---------- QUOTED TEXT ----------

Ah, but we run into a slight issue. I have to send a payload, and sending a newline clobbers the address stored by environ. So I need write somewhere that would somehow leak environ for me! There is a method to do this: File Structure Oriented Programming.

ROP? I Like FSOP.

I’m going to be honest, when I did this challenge during the CTF, I just saw the line of code that would work for me in the ret2school writeup and copied it. However, I feel that it would be wrong for me to not even try to explain this technique.

If you have ever used pure open, read, write syscalls, you’ll be quite familiar interacting with file descriptors. These are just integer indexes that correspond to a file currently accessible by your program. Traditionally, 0,1,2 are reserved for the linux "files" stdin, stdout, and stderr, which is how you interact with you program. Now, using OWR syscalls can be tedious to use, and libc has provided more feature-rich versions, such as fopen, fprintf, fputc, etc. These don’t use just file descriptors though, instead using a FILE struct, referenced by pointer. Let’s look at the relevant definition, using exlir.bootlin.com, truncated slightly:

struct _IO_FILE
{
  int _flags;		/* High-order word is _IO_MAGIC; rest is flags. */

  /* The following pointers correspond to the C++ streambuf protocol. */
  char *_IO_read_ptr;	/* Current read pointer */
  char *_IO_read_end;	/* End of get area. */
  char *_IO_read_base;	/* Start of putback+get area. */
  char *_IO_write_base;	/* Start of put area. */
  char *_IO_write_ptr;	/* Current put pointer. */
  char *_IO_write_end;	/* End of put area. */
  char *_IO_buf_base;	/* Start of reserve area. */
  char *_IO_buf_end;	/* End of reserve area. */

  /* The following fields are used to support backing up and undo. */
  char *_IO_save_base; /* Pointer to start of non-current get area. */
  char *_IO_backup_base;  /* Pointer to first valid character of backup area */
  char *_IO_save_end; /* Pointer to end of non-current get area. */

  struct _IO_marker *_markers;

  struct _IO_FILE *_chain;

  int _fileno;
  int _flags2;
  __off_t _old_offset; /* This used to be _offset but it’s too small.  */

  /* 1+column number of pbase(); 0 is unknown. */
  unsigned short _cur_column;
  signed char _vtable_offset;
  char _shortbuf[1];

  _IO_lock_t *_lock;
  __off64_t _offset;
  /* Wide character stream stuff.  */
  struct _IO_codecvt *_codecvt;
  struct _IO_wide_data *_wide_data;
  struct _IO_FILE *_freeres_list;
  void *_freeres_buf;
  size_t __pad5;
  int _mode;
  /* Make sure we don’t get into trouble again.  */
  char _unused2[15 * sizeof (int) - 4 * sizeof (void *) - sizeof (size_t)];
};

This struct has several fields, several managing buffering. That function, that every CTF challenge (including this one), setbuf, is a function that updates fields in this struct. Buffering is a great speedup, since calling syscalls every time you want to write a character to the screen, sequentially, is slow. It’s much faster to just write to a buffer for a bit, and eventually flush that buffer to the file descriptor. It might be feasible to hijack what these buffers are doing, and get a "read what where" primative out of it!

----------

* LIST OF TASKS:
#1 According to the FSOP writeup, which file descriptor numbers are traditionally reserved for stdin, stdout, and stderr?
#2 Render this sentence from the FSOP writeup in Spanish: "Buffering is a great speedup, since calling syscalls every time you want to write a character to the screen, sequentially, is slow."
#3 Write the next part of the FSOP writeup, picking up right after its final sentence.

---------- STORED ROWS ----------

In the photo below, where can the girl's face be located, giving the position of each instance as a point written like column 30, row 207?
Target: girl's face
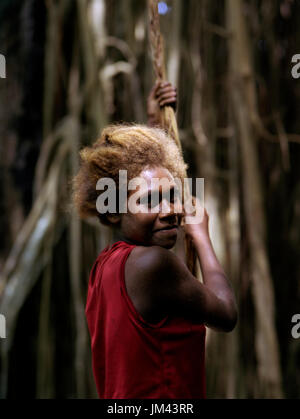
column 158, row 228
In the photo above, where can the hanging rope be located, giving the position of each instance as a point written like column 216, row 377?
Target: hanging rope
column 168, row 117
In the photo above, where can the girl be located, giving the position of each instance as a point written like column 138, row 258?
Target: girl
column 146, row 313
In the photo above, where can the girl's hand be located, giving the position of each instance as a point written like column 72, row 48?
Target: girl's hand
column 196, row 225
column 162, row 94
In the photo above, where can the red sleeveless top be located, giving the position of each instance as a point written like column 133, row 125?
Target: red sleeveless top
column 132, row 358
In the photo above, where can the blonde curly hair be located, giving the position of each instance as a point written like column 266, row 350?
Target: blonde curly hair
column 122, row 147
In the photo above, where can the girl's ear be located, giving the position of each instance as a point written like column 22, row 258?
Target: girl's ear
column 114, row 218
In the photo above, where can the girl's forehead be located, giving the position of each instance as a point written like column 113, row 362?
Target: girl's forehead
column 155, row 179
column 160, row 173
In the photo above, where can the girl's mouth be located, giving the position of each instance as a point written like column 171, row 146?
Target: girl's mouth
column 168, row 231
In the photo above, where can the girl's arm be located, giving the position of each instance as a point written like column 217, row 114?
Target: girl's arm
column 163, row 284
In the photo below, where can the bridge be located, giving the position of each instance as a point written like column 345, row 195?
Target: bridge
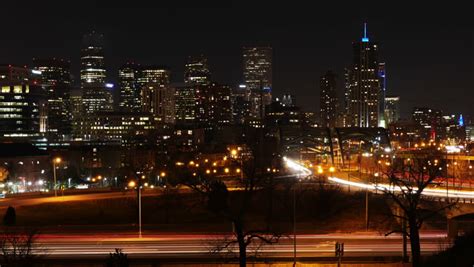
column 333, row 145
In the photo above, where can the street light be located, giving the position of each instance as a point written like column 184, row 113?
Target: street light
column 132, row 184
column 55, row 161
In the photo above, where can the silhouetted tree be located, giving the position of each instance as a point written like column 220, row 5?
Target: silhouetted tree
column 234, row 208
column 17, row 246
column 408, row 179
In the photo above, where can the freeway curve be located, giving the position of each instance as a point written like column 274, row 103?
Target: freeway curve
column 367, row 244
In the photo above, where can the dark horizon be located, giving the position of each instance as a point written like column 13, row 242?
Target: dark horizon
column 429, row 55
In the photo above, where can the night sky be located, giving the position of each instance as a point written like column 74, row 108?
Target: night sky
column 428, row 49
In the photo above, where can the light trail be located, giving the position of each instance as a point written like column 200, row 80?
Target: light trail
column 303, row 171
column 386, row 187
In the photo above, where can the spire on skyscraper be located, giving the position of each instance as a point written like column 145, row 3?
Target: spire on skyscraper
column 365, row 39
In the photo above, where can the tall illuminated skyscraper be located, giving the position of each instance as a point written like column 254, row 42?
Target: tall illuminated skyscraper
column 154, row 74
column 92, row 59
column 197, row 71
column 383, row 89
column 56, row 79
column 257, row 74
column 23, row 102
column 95, row 95
column 129, row 88
column 392, row 109
column 328, row 100
column 363, row 90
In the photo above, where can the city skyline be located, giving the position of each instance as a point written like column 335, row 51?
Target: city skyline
column 304, row 48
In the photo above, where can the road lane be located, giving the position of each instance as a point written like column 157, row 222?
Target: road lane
column 192, row 246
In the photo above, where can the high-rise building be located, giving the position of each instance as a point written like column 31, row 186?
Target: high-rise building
column 77, row 111
column 328, row 100
column 56, row 79
column 240, row 104
column 23, row 102
column 92, row 60
column 364, row 85
column 185, row 103
column 196, row 70
column 392, row 109
column 159, row 101
column 129, row 88
column 257, row 74
column 96, row 99
column 383, row 90
column 217, row 105
column 95, row 95
column 154, row 74
column 430, row 120
column 288, row 100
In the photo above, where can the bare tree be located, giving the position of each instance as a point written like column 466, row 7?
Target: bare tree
column 235, row 207
column 408, row 179
column 18, row 247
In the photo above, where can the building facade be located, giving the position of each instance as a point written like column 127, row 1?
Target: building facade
column 23, row 105
column 158, row 100
column 363, row 85
column 392, row 109
column 129, row 88
column 56, row 79
column 185, row 103
column 196, row 70
column 258, row 77
column 96, row 97
column 328, row 100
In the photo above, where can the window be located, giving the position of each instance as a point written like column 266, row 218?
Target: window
column 17, row 89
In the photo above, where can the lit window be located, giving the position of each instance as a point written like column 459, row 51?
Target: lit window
column 17, row 89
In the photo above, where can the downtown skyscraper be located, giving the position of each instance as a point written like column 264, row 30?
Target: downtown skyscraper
column 95, row 95
column 56, row 79
column 196, row 70
column 258, row 78
column 328, row 100
column 130, row 90
column 363, row 85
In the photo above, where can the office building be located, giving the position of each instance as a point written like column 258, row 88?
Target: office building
column 92, row 60
column 158, row 100
column 23, row 105
column 129, row 88
column 217, row 105
column 392, row 109
column 56, row 79
column 257, row 74
column 196, row 70
column 154, row 74
column 185, row 103
column 383, row 90
column 240, row 104
column 430, row 120
column 96, row 96
column 363, row 84
column 328, row 100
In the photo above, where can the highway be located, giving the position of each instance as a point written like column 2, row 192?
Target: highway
column 28, row 201
column 199, row 246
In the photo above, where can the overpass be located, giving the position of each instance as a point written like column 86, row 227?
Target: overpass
column 333, row 145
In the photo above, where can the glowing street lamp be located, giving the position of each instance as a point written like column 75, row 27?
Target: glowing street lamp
column 55, row 161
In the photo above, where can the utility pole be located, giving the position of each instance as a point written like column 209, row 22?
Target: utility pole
column 294, row 225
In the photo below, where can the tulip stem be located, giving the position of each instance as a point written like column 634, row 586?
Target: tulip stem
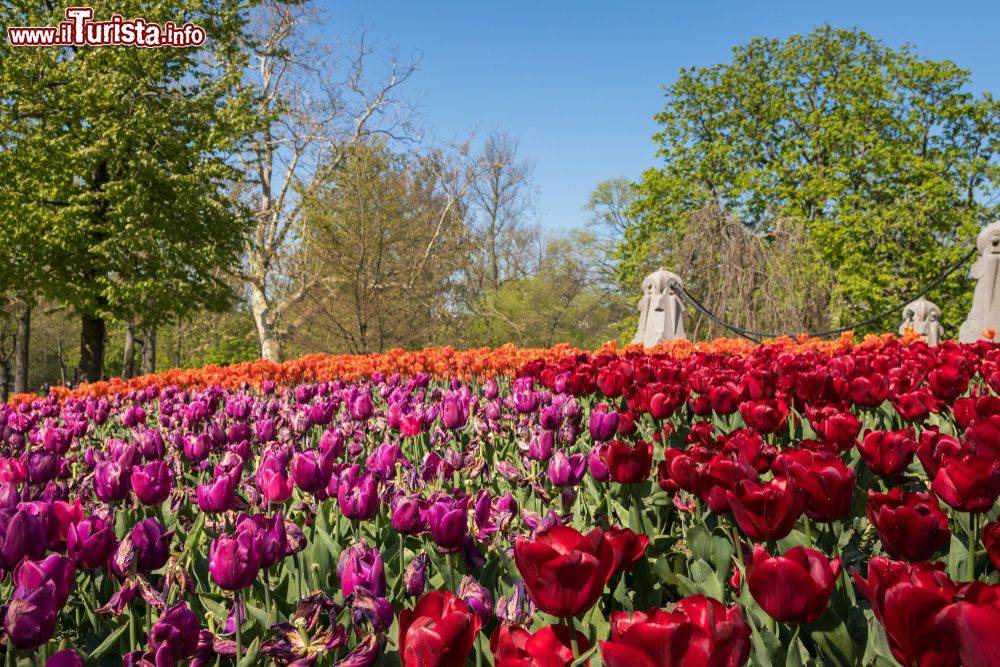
column 970, row 567
column 571, row 624
column 239, row 639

----------

* ANSWERS FOR THIS EXERCISE:
#1 0, 1, and 2.

#2 El almacenamiento en búfer acelera mucho las cosas, ya que llamar a syscalls cada vez que quieres escribir un carácter en la pantalla, de forma secuencial, es lento.

#3
Let’s view each fields and disect them:

  char *_IO_read_ptr;	/* Current read pointer */
  char *_IO_read_end;	/* End of get area. */
  char *_IO_read_base;	/* Start of putback+get area. */
  char *_IO_write_base;	/* Start of put area. */
  char *_IO_write_ptr;	/* Current put pointer. */
  char *_IO_write_end;	/* End of put area. */
  char *_IO_buf_base;	/* Start of reserve area. */
  char *_IO_buf_end;	/* End of reserve area. */

These fields are somewhat self explanitory: an IO FILE struct maintains pointers to buffers that hold read and write information, specifically denotating where a "cursor" is in each buffer, and where those buffers end. The buffering structure can somewhat be visualized like below. However, often these structures can overlap depending on what is happening with the file descriptor.

[a a a a a a a _ _ _ _ _ _ _ b b b b b b b c _ _ _ _ _ _ _ ]
 ^             ^           ^ ^                 ^         ^
 read_base     read_ptr    read_end
                             write_base        write_ptr write_end
 buf_base                                                buf_end

We have fields int _flags, int _fileno, __off64_t _offset, FILE* _chain, char _vtable_offset:

  • flags is all of the flags that this file descriptor uses, its meant to only be 32 bits, and the top 2 bytes are set to _IO_MAGIC or 0xFBAD0000.
  • fileno is the actual, integer file descriptor for this FILE.
  • offset is the byte offset within the file (used for seeking and such).
  • chain is a pointer to the next FILE*, as they are all managed in a singly-linked list.
  • vtable_offset is the offset selector of which vtable we should use for this file pointer. A vtable is a struct containing function ptrs, so that it’s easy to share functions between different structs.

So what exactly do we have to do? For starters, if you’ve used fgets() or other functions, then the FILE* for stdout is already defined and called stdout when you use it in your code (compared to STDOUT_FILENO referring to the file descriptor). libc stores a reference to the FILE stdout in a symbol: _IO_2_1_stdout_. Which means, using the arbitrary write primative we built earlier with botcake, we can instead write to the file struct for stdout. But what do we write? We can easily set the flags and buffers to whatever we need, but how does give us an aribtrary read?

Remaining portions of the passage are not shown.